* **What the task requires**:
List each line of the data below that contains the string "black". Case counts.
BEGIN Task material
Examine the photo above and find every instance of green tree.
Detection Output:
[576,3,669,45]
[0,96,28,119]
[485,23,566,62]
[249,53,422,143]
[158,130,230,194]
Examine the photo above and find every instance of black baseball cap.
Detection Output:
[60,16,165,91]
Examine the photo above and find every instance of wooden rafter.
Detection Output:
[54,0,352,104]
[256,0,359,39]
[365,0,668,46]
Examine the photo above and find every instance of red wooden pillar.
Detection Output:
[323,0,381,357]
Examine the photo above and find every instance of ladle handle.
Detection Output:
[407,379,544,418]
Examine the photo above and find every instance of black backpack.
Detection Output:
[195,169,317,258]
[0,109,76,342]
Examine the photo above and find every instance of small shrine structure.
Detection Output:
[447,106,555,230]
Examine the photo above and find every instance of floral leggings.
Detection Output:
END Task material
BEGIN Task material
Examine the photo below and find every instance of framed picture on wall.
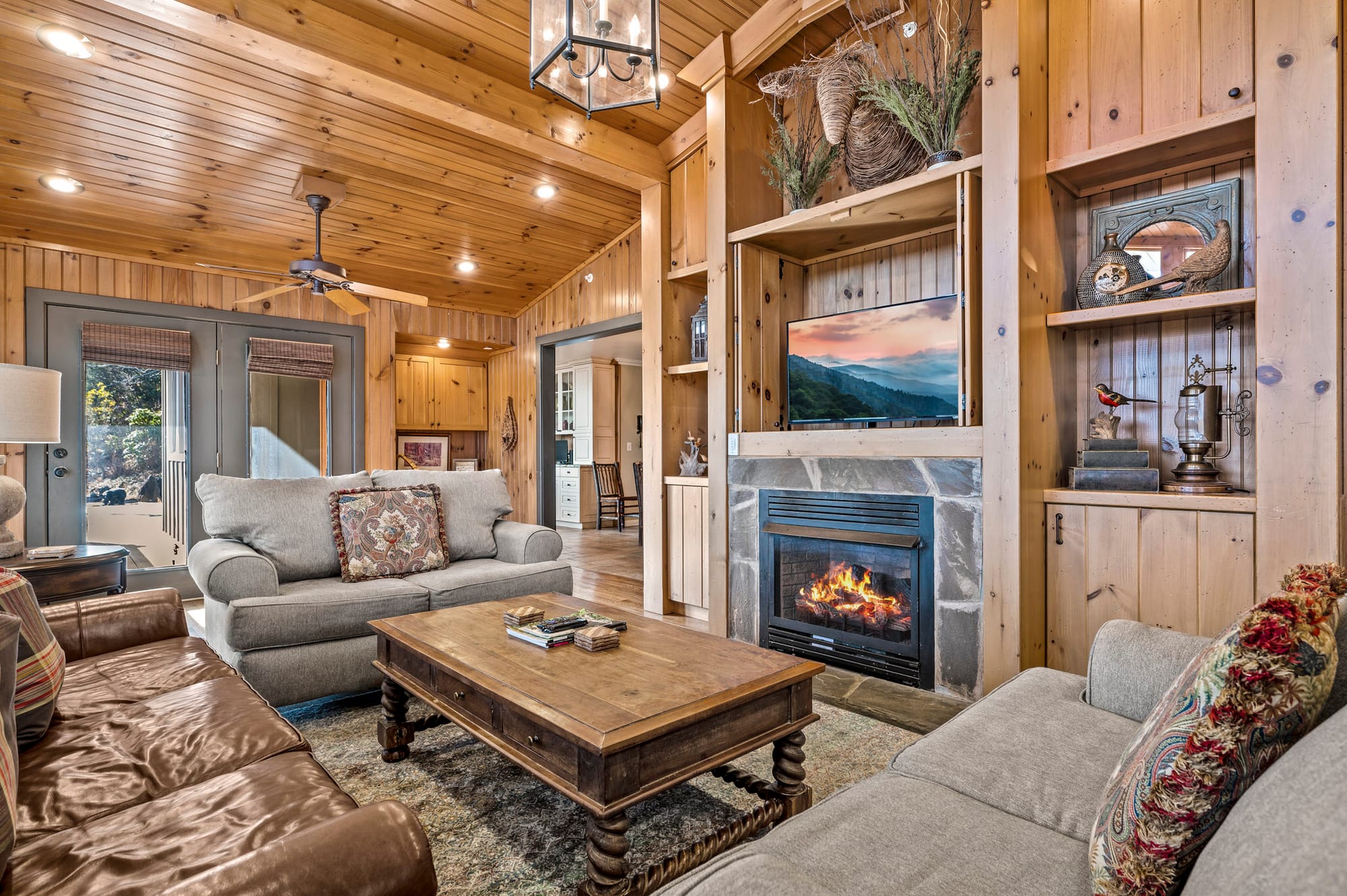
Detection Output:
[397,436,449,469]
END Task material
* **Exercise response**:
Examine the photo above and find every instance of black baseball cap.
Examine the photo above and find every instance of black backpack.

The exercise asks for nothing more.